KERJAKAN BERIKUT
Salin ulang persis bagian materi di bawah yang diawali baris yang memuat "Task: place one point on each instance of the fire" dan berlanjut hingga akhir materi, termasuk baris pertama dan terakhirnya.
________
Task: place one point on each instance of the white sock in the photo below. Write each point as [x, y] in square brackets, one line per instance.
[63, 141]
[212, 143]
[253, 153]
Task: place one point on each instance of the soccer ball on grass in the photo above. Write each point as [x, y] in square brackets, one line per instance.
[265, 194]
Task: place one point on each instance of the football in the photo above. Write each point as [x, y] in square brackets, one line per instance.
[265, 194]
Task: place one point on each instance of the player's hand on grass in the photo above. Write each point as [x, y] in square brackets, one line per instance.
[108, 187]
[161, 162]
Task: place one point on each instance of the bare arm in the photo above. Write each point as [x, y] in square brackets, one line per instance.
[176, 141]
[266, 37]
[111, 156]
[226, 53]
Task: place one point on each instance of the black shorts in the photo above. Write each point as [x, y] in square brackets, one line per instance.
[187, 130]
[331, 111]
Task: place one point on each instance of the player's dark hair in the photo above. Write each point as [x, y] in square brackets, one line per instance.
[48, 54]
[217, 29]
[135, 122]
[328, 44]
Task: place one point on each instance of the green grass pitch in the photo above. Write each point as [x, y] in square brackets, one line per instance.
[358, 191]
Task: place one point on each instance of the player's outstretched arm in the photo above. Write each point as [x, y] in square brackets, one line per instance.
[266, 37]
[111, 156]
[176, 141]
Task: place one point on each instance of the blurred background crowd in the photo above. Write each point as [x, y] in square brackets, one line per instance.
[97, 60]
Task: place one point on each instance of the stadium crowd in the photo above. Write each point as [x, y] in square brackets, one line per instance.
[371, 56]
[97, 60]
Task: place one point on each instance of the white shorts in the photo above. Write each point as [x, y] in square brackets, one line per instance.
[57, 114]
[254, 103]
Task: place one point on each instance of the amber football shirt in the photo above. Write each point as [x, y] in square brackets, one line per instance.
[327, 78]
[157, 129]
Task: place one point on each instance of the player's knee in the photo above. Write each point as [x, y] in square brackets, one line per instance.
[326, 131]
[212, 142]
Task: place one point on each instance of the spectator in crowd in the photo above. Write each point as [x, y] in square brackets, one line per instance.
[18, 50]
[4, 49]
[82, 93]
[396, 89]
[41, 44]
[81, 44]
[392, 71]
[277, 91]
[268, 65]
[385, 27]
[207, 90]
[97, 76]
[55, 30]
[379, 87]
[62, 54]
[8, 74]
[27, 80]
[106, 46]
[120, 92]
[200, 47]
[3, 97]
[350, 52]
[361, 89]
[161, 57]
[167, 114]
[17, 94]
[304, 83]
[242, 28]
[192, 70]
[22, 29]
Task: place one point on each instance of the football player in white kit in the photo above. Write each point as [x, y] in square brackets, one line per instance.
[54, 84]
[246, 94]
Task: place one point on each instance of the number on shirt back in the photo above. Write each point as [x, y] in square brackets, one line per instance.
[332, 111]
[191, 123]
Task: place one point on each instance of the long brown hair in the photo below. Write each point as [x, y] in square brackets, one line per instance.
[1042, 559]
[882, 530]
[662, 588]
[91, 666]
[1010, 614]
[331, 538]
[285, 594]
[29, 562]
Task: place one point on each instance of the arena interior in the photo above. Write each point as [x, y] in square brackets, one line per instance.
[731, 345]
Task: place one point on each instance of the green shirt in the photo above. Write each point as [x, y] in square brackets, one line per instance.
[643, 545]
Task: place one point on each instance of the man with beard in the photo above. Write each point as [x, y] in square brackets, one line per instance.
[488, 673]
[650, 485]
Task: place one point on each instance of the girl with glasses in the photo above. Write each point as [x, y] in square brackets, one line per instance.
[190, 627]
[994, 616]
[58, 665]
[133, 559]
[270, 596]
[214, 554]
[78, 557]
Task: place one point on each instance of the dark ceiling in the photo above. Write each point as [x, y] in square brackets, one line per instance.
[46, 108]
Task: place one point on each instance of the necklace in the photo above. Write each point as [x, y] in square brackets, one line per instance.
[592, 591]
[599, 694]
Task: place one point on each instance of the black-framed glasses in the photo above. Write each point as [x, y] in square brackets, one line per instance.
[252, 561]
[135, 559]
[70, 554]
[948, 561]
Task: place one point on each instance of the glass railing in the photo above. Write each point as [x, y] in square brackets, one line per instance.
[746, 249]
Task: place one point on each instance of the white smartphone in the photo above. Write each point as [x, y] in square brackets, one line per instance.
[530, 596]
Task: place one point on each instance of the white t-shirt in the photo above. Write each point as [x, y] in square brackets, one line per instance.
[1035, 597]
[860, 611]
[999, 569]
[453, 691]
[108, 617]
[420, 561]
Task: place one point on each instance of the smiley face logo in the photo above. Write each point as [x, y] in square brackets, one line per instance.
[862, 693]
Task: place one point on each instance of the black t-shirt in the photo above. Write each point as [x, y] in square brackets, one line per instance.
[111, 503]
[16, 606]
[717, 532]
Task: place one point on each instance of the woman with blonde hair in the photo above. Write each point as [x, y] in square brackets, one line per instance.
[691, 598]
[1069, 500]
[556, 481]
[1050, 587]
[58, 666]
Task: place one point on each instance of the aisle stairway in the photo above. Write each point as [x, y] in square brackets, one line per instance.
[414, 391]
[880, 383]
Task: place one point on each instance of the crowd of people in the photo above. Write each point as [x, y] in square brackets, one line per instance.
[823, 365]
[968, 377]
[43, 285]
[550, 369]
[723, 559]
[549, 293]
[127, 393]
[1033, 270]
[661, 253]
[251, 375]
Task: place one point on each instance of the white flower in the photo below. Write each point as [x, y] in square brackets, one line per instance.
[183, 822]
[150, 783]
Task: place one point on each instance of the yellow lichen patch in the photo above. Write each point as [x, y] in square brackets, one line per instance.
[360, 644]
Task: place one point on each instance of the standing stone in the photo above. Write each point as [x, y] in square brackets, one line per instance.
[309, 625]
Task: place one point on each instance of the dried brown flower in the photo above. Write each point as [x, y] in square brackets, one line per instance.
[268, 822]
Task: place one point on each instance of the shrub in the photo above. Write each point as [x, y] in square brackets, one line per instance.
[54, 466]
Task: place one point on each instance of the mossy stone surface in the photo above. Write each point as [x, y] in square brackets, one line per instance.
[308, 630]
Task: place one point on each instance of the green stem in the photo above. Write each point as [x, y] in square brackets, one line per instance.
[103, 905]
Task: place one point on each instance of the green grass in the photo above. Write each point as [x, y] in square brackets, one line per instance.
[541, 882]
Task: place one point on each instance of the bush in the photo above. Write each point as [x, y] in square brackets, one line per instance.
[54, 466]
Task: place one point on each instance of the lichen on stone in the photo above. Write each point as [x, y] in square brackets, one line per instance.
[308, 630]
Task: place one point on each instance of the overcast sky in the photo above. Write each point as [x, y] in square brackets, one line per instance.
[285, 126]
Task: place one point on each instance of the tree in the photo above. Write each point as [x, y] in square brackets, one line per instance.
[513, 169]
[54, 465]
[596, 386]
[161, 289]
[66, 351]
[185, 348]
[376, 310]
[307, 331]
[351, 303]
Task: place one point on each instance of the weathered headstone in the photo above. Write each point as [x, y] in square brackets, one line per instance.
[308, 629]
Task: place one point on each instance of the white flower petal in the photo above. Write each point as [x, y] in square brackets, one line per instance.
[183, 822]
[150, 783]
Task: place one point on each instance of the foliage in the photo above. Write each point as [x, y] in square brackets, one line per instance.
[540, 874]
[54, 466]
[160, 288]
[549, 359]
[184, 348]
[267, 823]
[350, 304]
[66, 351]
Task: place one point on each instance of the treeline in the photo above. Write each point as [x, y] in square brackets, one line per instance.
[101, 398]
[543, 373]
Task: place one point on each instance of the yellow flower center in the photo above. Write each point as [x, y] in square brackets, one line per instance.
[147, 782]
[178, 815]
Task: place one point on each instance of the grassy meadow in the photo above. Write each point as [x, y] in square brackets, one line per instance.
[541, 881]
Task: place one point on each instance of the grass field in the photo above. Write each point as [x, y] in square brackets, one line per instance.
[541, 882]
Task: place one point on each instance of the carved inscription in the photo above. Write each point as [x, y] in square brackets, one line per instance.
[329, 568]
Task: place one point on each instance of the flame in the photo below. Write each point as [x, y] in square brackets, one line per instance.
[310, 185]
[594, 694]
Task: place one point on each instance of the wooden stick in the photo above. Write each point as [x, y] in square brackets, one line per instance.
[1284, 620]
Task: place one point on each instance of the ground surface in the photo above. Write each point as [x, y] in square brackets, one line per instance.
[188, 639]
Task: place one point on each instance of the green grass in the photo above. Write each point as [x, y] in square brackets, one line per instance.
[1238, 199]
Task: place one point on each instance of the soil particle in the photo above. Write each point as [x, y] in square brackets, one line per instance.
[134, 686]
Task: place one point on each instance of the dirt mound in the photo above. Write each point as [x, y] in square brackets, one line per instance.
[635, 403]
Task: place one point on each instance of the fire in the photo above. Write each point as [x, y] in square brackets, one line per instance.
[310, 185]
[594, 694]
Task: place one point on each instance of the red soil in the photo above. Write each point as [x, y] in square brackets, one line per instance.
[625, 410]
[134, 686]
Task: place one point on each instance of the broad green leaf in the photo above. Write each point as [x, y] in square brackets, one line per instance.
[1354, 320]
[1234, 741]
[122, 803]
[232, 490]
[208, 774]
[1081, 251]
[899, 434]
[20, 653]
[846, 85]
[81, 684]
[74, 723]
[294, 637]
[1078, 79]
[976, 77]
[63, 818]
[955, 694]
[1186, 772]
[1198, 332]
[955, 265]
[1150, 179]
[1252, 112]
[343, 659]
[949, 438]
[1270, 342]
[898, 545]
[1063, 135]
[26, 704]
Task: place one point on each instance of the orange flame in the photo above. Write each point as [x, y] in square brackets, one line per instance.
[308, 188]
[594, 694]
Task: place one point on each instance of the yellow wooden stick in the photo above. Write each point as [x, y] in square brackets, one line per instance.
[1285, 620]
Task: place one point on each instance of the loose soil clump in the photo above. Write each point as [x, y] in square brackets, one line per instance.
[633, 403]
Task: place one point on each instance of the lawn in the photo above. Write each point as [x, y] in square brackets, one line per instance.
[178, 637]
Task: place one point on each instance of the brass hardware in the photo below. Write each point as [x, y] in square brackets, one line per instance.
________
HASIL PENGERJAAN
Task: place one point on each instance of the fire in the photo above. Write each point as [x, y] in square brackets, one line per instance.
[310, 185]
[594, 694]
Task: place one point on each instance of the red soil in the photo above. Write each point as [x, y] in square brackets, one line per instance.
[625, 410]
[134, 686]
Task: place one point on each instance of the broad green leaf in the photo above. Write each point as [x, y] in square brackets, one line per instance.
[1354, 320]
[1234, 741]
[122, 803]
[232, 490]
[208, 774]
[1081, 251]
[899, 434]
[20, 653]
[846, 85]
[81, 684]
[74, 723]
[294, 637]
[1078, 79]
[976, 77]
[63, 818]
[955, 694]
[1186, 772]
[1198, 332]
[955, 265]
[1150, 179]
[1252, 112]
[343, 659]
[949, 438]
[1270, 342]
[898, 545]
[1063, 135]
[26, 704]
Task: place one point on each instance of the orange flame in the photo above. Write each point as [x, y] in square brackets, one line per instance.
[308, 188]
[594, 694]
Task: place one point on each instance of the yellow wooden stick in the photo above. Write each point as [x, y] in square brackets, one line per instance.
[1285, 620]
Task: place one point on each instance of the loose soil clump in the photo above. Write each point as [x, y] in square brackets, one line per instance.
[633, 403]
Task: place one point on each instance of the lawn in the photo above. Write each point as [x, y] in square brackets, one line per instance.
[178, 637]
Task: place one point on each instance of the brass hardware in the photo below. Write each point as [x, y] in square brackets, one line per instance.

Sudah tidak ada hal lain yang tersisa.